#### Brano del documento
Seconda lettura: 1Timoteo 2,1-8

Figlio mio, raccomando, prima di tutto, che si facciano domande, suppliche, preghiere e ringraziamenti per tutti gli uomini, per i re e per tutti quelli che stanno al potere, perché possiamo condurre una vita calma e tranquilla, dignitosa e dedicata a Dio. Questa è cosa bella e gradita al cospetto di Dio, nostro salvatore, il quale vuole che tutti gli uomini siano salvati e giungano alla conoscenza della verità. Uno solo, infatti, è Dio e uno solo anche il mediatore fra Dio e gli uomini, l’uomo Cristo Gesù, che ha dato se stesso in riscatto per tutti. Questa testimonianza egli l’ha data nei tempi stabiliti, e di essa io sono stato fatto messaggero e apostolo – dico la verità, non mentisco –, maestro dei pagani nella fede e nella verità. Voglio dunque che in ogni luogo gli uomini preghino, alzando al cielo mani pure, senza collera e senza contese.                                                                                                        

 

v A Timoteo, nel primo capitolo di questa lettera, Paolo ricorda la particolare vigilanza verso le deviazioni nella fede, che ha motivato l’incarico affidategli di rimanere a Efeso (cf. 1Tm 1,3).

     Nel secondo capitolo passa alla parte costruttiva e gli raccomanda prima di tutto e a base di tutto la preghiera. È quanto riportato in questo brano liturgico, che si apre e si chiude con tale raccomandazione. Paolo si riferisce alla preghiera pubblica liturgica, della quale Timoteo è guida, e anche a quella privata dei fedeli, dovunque si trovino (cf. v. S). E dice come va fatta.

#### Compito 1
Rispondi alle seguenti domande sul brano del documento.
(a) Per chi devono essere fatte domande, suppliche, preghiere e ringraziamenti?
(b) In quale città Timoteo ha avuto l'incarico di rimanere?
(c) Che cosa raccomanda Paolo a Timoteo nel secondo capitolo «prima di tutto e a base di tutto»?

#### Voci elencate
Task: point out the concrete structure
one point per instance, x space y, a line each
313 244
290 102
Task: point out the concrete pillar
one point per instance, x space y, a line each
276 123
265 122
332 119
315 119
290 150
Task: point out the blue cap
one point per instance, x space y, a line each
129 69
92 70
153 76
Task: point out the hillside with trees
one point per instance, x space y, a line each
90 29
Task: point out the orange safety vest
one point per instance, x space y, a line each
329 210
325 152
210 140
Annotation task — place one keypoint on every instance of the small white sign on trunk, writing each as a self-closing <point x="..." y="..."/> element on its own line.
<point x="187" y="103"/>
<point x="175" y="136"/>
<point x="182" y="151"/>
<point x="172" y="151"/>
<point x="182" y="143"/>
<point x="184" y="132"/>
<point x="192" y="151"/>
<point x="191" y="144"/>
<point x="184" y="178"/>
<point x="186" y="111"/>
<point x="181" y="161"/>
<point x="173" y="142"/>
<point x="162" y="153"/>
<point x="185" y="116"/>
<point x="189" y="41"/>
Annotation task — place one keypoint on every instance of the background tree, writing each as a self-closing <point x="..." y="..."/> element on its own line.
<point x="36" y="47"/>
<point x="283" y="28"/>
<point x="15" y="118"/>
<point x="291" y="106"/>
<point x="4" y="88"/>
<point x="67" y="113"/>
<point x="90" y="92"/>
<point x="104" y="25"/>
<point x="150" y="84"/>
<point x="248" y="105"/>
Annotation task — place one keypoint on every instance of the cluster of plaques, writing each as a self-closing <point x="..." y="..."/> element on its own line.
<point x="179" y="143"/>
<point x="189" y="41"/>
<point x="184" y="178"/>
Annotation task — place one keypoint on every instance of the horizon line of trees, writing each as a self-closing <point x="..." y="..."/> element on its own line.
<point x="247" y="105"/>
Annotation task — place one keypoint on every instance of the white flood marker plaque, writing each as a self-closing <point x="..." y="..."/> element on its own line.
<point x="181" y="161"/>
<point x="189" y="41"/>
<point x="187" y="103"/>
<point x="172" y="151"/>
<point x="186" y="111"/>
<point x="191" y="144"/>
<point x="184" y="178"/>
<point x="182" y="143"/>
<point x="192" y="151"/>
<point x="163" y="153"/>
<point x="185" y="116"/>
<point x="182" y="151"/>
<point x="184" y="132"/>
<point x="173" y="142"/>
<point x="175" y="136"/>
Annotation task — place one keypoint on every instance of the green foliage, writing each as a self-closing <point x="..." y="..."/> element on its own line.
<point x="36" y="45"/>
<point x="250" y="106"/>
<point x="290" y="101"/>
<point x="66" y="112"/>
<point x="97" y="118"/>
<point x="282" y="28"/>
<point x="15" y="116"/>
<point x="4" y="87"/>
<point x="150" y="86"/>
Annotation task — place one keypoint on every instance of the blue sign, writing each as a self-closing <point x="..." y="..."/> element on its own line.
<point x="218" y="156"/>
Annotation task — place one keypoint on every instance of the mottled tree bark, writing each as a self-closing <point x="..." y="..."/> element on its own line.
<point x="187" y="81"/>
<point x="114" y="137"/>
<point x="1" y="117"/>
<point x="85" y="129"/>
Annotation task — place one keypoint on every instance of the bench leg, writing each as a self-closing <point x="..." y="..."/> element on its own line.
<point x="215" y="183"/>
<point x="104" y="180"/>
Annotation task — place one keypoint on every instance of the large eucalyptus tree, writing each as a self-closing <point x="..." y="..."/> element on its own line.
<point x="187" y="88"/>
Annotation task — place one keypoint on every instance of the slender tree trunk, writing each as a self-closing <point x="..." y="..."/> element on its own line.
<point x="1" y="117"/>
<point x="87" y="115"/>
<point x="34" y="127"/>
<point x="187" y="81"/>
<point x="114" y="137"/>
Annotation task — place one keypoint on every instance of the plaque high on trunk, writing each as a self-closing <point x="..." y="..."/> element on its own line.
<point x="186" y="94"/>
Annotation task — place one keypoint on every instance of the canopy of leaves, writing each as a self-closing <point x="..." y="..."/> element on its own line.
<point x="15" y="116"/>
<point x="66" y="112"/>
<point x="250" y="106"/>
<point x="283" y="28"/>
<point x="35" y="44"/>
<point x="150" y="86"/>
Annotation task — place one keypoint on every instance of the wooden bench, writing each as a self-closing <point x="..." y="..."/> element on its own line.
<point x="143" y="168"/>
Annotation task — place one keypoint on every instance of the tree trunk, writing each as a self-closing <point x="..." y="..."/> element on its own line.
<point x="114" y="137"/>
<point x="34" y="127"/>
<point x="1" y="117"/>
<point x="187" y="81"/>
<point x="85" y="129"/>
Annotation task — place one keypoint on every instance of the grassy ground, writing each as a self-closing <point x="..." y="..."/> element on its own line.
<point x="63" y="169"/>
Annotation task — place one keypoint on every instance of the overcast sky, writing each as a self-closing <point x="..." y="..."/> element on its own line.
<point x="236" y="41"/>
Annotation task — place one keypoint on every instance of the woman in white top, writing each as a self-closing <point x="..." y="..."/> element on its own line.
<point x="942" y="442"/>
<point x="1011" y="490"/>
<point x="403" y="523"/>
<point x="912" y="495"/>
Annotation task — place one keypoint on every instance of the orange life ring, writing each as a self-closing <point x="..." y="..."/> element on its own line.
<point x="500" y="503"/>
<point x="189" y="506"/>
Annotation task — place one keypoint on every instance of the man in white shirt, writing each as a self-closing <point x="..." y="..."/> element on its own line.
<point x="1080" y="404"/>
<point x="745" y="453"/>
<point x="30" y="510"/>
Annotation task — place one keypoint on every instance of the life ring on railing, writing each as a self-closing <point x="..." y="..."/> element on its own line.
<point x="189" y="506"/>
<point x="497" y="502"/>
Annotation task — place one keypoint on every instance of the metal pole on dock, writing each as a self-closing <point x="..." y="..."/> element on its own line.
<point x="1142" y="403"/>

#### Compito 2
Estrai dall'elenco tutte le righe che contengono la parola "life". Tieni conto di maiuscole e minuscole.

#### Risposta attesa 1
(a) Per tutti gli uomini, per i re e per tutti quelli che stanno al potere.
(b) A Efeso.
(c) La preghiera.

#### Risposta attesa 2
Annotation task — place one keypoint on every instance of the orange life ring, writing each as a self-closing <point x="..." y="..."/> element on its own line.
Annotation task — place one keypoint on every instance of the life ring on railing, writing each as a self-closing <point x="..." y="..."/> element on its own line.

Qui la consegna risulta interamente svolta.